◆ Document section
++++++++

At 2022-04-15 14:39 +0000, Eliot Kimber
eliot(_dot_)kimber(_at_)servicenow(_dot_)com wrote:
One of the practical challenges in testing the
output of XSLTs is the sheer cost of maintaining
the test cases themselves: if you?re using some
kind of diff-based checker (this is something we
used for the GAO HTML publishing system using a
home-grown XML diff mechanism) then you have to
maintain the exemplars you?re testing against,
which can be a significant time cost.
In general I?ve found it more practical to
depend on output inspection using both
artificial test case documents where the content
says what the correct expected result is as well
as realistic content. This puts the time cost in
the inspection and depends on the knowledge of
the inspectors but tends to be a lower time cost
overall. This is usually in the context of
relatively low-budget projects or projects where
absolute correctness is not a top concern (i.e.,
not safety critical or in a regulated industry).
Testing PDF output is even more of a
challenge?Antenna House sells a PDF comparator
tool that appears to do what you need (I?ve
never actually used the product) but you face
the same exemplar maintenance challenge as for XML or HTML outputs.

++++++++

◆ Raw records
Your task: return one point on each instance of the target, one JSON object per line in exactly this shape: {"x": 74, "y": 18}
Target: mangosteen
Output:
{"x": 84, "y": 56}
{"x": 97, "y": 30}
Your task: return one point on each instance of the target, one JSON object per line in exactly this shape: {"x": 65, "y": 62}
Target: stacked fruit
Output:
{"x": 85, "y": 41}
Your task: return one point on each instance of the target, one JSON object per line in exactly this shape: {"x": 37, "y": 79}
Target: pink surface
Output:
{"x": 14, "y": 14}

++++++++

◆ Required tasks
1 > Answer these questions about the message on testing XSLT output, one line each:
(a) For which system was a home-grown XML diff mechanism used?
(b) Which company sells a PDF comparator tool?
(c) In what kinds of projects does the writer usually rely on output inspection?
2 > Carry on the message about testing XSLT output, picking up after its final sentence.

◆ Answers to each task
1 >
(a) The GAO HTML publishing system.
(b) Antenna House.
(c) Relatively low-budget projects, or projects where absolute correctness is not a top concern.

2 >
I can attest to how valuable the Antenna House
PDF comparator tool AHRTS has been for the
https://RealtaOnline.com project that I'm on. I
could not live without it. Having it catch
something as subtle as adding an inherited
attribute and not realizing the impact that it
has by moving content over by just one pixel when
I didn't want it to. Never would I have noticed by eye.
And in our situation I have addressed many
customers by writing onion-skin shells around a
core set of stylesheets ... being able to test a
change in the core against all of the customers'
differing uses of the core means that AHRTS will
catch me when a change I make in the core for one
customer impacts the expected results of another customer.
I would not have the confidence in my changes
without this tool watching my back!
. . . . . . Ken
Cheers,
E.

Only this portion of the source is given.